TEXT PROVIDED ::
◇ ◇ ◇ ◇ ◇ ◇ ◇

The flight wasn't hellish — and I'm not Catholic like some of the Parisians are — but I'm happy to be here now*...so exclaiming a "HALLESLUJAH!" feels like the most respectful way to split the difference, of differing beliefs.
Anyhoo, I did five marathons this week...but just two in Paris. The first one was an absolute write-off 'cause I hadn't slept (and was just white knuckling it). And the second one? Well, this issue of the newsletter is entirely based on it (LOL), and that's why I'll have another round of Paris field notes next week...because ostie, I'm ostensibly banging out more Paris marathons this weekend. Allons-y!
- Ben Pobjoy
P.S. The Marathon Earth Challenge as well as everything in this newsletter is DIY / entirely made by me. If you like what you're reading and seeing, please help spread the word! And because this whole project is DIY, things change: I announced my Q2 itinerary last week...but already made some pivots to the itinerary: I'm now hitting Israel instead of Iraq (the missus vetoed the latter), and I won't be hitting Germany anymore at the end of this 'leg' (because I didn't want to risk missing my wife's birthday... so I vetoed visiting Deutschland...to effectively veto myself getting dawg haus'd or divorced).
2023 TREK TRACKER
Where in the world...record am I?
Red is where I’ve been, yellow is where I am, and blue is where I’m going next
Countries visited: 17
Flights taken: 26
Kilometres flown: 43,254
Marathons completed: 72
Kilometres trekked by foot: 3,389.4
Total kilometres trekked since 2015: 66,481
RAPID WEEKLY RECAP
A speedy synopsis for time-crunched readers
Fountain of youths /// Paris, France
The Wildest Thing: A senior citizen giving it her all, and lifting her carry-on luggage into an overhead bin on the airplane...and her directly farting in my face in the process🤮
The Biggest Obstacle: Crossing the rubicon of jet lag. I should feel six hours behind Central European Time...but my internal clock is operating six hours ahead of it😵💫
The Lesson Learned (by observing Parisians): Life is better when you work to live rather than live to work🫡
FIELD NOTES: PARIS, FRANCE (PART UN)
I must admit, the old biddy still gotz it
Sunset view from the Basilique du Sacré Cœur de Montmartre /// Paris, France
Anyone with half a brain knows to shrug and occasionally embrace that sorta-slightly-difficult-and-definitely-purposely-kept-at-arms-length lover to 'spice up' one of those bland evenings (i.e. when you've watched everything on Netflix and/or can't even be bothered to go fuck yourself alone). And be real with me...we've all had that saucy one in our sin stable...y'know, the 'never again' one...the one you always regret 'streaming' and want no movie credits for. And like, immediately. Like, as you're sitting on the edge of the bed hurriedly smoking a fag — right after the dirty deed — as you try to clean your conscience by putting on your now half-clean clothes...at warp speed to vamoose outta there before the house lights turn on. And all happening as the saucy one tells you to slow down, stick around, and keep your garb off. And we mutter, and it doesn't matter...because we'll be back sooner or later, regardless of enthusiasm (be it ours or theirs).

◇ ◇ ◇ ◇ ◇ ◇ ◇

AVAILABLE DATA ::
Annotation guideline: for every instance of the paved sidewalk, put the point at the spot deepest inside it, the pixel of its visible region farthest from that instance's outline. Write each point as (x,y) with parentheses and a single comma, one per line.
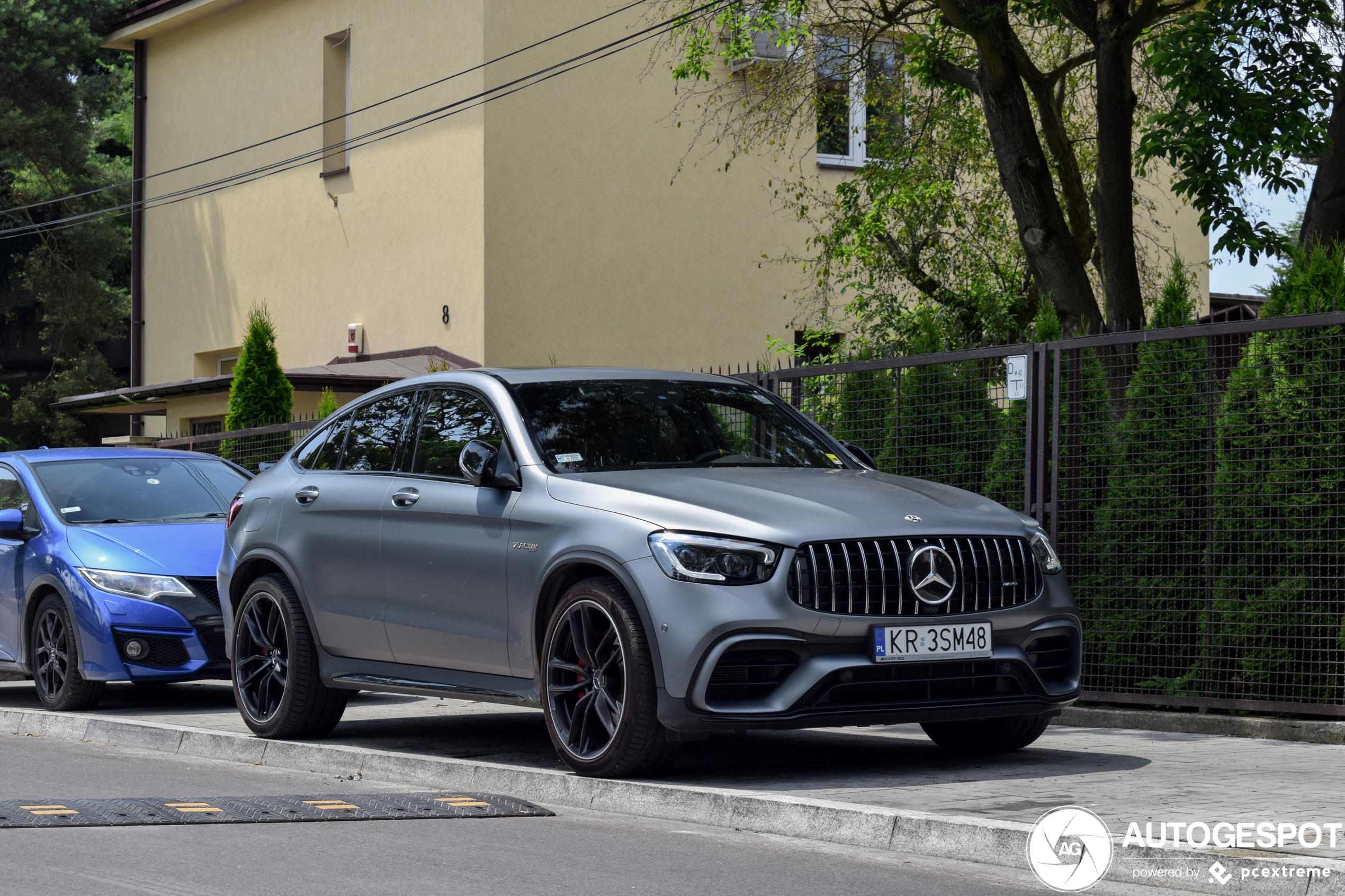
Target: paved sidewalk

◇ ◇ ◇ ◇ ◇ ◇ ◇

GIVEN INSTRUCTION 1 ::
List every statistic given under the "2023 TREK TRACKER" heading in the newsletter excerpt, along with its figure.
GIVEN INSTRUCTION 2 ::
Reproduce the passage of the newsletter excerpt that opens with the words "The flight wasn't" and closes with "of differing beliefs.".
GIVEN INSTRUCTION 3 ::
According to the newsletter excerpt, which country is the writer now visiting in place of Iraq?

EXERCISE RESPONSE 1 ::
Countries visited: 17
Flights taken: 26
Kilometres flown: 43,254
Marathons completed: 72
Kilometres trekked by foot: 3,389.4
Total kilometres trekked since 2015: 66,481

EXERCISE RESPONSE 2 ::
The flight wasn't hellish — and I'm not Catholic like some of the Parisians are — but I'm happy to be here now*...so exclaiming a "HALLESLUJAH!" feels like the most respectful way to split the difference, of differing beliefs.

EXERCISE RESPONSE 3 ::
Israel.